挑战任务 A>
请照抄下方数据行中从包含“tree, that would be most helpful.”的那一行到包含“[[[178,144],[268,103],[268,1],[0,2],[0,140]]]”的那一行，首尾两行均包括在内。

页面文本>
**********
定积分 2 ¶

练习 ¶

被积函数中含有变限积分函数的定积分计算 ¶

例题 1

设 \(f(x)=\displaystyle\int_{0}^{x} \dfrac{\sin t}{\pi - t} \mathrm{d}t\)，计算 \(\displaystyle\int_{0}^{\pi} f(x) \mathrm{d}x\)

Success

利用分部积分法：

\[ \begin{aligned} \displaystyle\int_{0}^{\pi} f(x) \mathrm{d}x &= x f(x) \bigg|_{0}^{\pi} - \displaystyle\int_{0}^{\pi} x \mathrm{d}f(x) \\ &= \pi f(\pi) - \displaystyle\int_{0}^{\pi} x \cdot \dfrac{\sin x}{\pi - x} \mathrm{d}x \\ &= \pi \displaystyle\int_{0}^{\pi} \dfrac{\sin t}{\pi - t} \mathrm{d}t - \displaystyle\int_{0}^{\pi} \dfrac{x \sin x}{\pi - x} \mathrm{d}x \\ &= \displaystyle\int_{0}^{\pi} \dfrac{(\pi - x) \sin x}{\pi - x} \mathrm{d}x = \displaystyle\int_{0}^{\pi} \sin x \mathrm{d}x = 2 \end{aligned} \]

类题 1

设 \(f(x)=\displaystyle\int_{1}^{x} \dfrac{\ln(1+t)}{t} \mathrm{d}t\)，计算 \(\displaystyle\int_{0}^{1} \dfrac{f(x)}{\sqrt{x}} \mathrm{d}x\)

Success

\[ \begin{aligned} \displaystyle\int_{0}^{1} \dfrac{f(x)}{\sqrt{x}} \mathrm{d}x &= 2\displaystyle\int_{0}^{1} f(x) \mathrm{d}\sqrt{x} = 2\sqrt{x} f(x) \bigg|_{0}^{1} - 2\displaystyle\int_{0}^{1} \sqrt{x} \mathrm{d}f(x) \\ &= -2 \displaystyle\int_{0}^{1} \sqrt{x} \dfrac{\ln(1+x)}{x} \mathrm{d}x \xrightarrow{x \to x^2} -4 \displaystyle\int_{0}^{1} \ln(1+x^2) \mathrm{d}x \\ &= -4 \ln 2 + 8 \displaystyle\int_{0}^{1} \dfrac{x^2}{1+x^2} \mathrm{d}x = 8 - 2\pi - 4\ln 2 \end{aligned} \]

类题 2

设 \(f''(x)=\arctan(x-1)^2\)，且 \(f(0)=0\)，求 \(I=\displaystyle\int_{0}^{1} f(x) \mathrm{d}x\)
**********
挑战任务 B>
根据定积分页面回答下列问题：
(i) 例题 1 的解答利用了什么积分方法？
(ii) 类题 1 中所求定积分的结果是多少？
(iii) 类题 2 给出的 f(0) 的值是多少？

给定数据>
**********
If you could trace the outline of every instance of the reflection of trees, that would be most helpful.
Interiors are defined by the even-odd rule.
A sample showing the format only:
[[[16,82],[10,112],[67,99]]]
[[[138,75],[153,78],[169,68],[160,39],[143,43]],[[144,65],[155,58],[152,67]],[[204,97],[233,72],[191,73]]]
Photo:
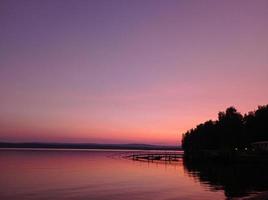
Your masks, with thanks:
[[[268,190],[266,165],[183,162],[185,171],[211,189],[222,189],[226,197],[241,197]]]

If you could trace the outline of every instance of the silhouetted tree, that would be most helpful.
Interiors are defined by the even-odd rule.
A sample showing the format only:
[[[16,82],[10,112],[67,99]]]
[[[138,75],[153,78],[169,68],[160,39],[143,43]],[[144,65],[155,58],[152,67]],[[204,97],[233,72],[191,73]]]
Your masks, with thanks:
[[[264,140],[268,140],[268,105],[244,116],[229,107],[218,113],[218,120],[206,121],[183,134],[182,148],[185,151],[234,149]]]

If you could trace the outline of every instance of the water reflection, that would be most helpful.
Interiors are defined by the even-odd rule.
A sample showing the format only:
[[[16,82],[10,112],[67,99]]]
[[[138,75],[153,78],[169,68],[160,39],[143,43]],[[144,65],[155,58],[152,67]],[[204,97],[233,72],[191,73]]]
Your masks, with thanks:
[[[184,170],[194,180],[211,190],[224,190],[227,198],[243,197],[268,191],[267,165],[219,164],[184,159]]]

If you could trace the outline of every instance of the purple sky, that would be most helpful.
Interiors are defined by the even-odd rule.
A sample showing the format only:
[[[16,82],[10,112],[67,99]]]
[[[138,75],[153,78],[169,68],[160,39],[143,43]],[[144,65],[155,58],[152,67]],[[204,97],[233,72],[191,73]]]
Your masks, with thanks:
[[[178,144],[268,103],[268,1],[0,2],[0,140]]]

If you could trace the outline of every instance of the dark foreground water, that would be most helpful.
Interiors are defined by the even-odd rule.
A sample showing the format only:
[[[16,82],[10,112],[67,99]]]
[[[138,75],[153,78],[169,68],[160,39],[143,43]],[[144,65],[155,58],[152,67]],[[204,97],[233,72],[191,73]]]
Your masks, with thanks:
[[[266,166],[140,162],[130,153],[0,150],[0,199],[231,199],[268,189]]]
**********
练习答案 A>
If you could trace the outline of every instance of the silhouetted tree, that would be most helpful.
Interiors are defined by the even-odd rule.
A sample showing the format only:
[[[16,82],[10,112],[67,99]]]
[[[138,75],[153,78],[169,68],[160,39],[143,43]],[[144,65],[155,58],[152,67]],[[204,97],[233,72],[191,73]]]
Your masks, with thanks:
[[[264,140],[268,140],[268,105],[244,116],[229,107],[218,113],[218,120],[206,121],[183,134],[182,148],[185,151],[234,149]]]

If you could trace the outline of every instance of the water reflection, that would be most helpful.
Interiors are defined by the even-odd rule.
A sample showing the format only:
[[[16,82],[10,112],[67,99]]]
[[[138,75],[153,78],[169,68],[160,39],[143,43]],[[144,65],[155,58],[152,67]],[[204,97],[233,72],[191,73]]]
Your masks, with thanks:
[[[184,170],[194,180],[211,190],[224,190],[227,198],[243,197],[268,191],[267,165],[219,164],[184,159]]]

If you could trace the outline of every instance of the purple sky, that would be most helpful.
Interiors are defined by the even-odd rule.
A sample showing the format only:
[[[16,82],[10,112],[67,99]]]
[[[138,75],[153,78],[169,68],[160,39],[143,43]],[[144,65],[155,58],[152,67]],[[204,97],[233,72],[191,73]]]
Your masks, with thanks:
[[[178,144],[268,103],[268,1],[0,2],[0,140]]]

练习答案 B>
(i) 分部积分法。
(ii) 8 − 2π − 4ln 2。
(iii) 0。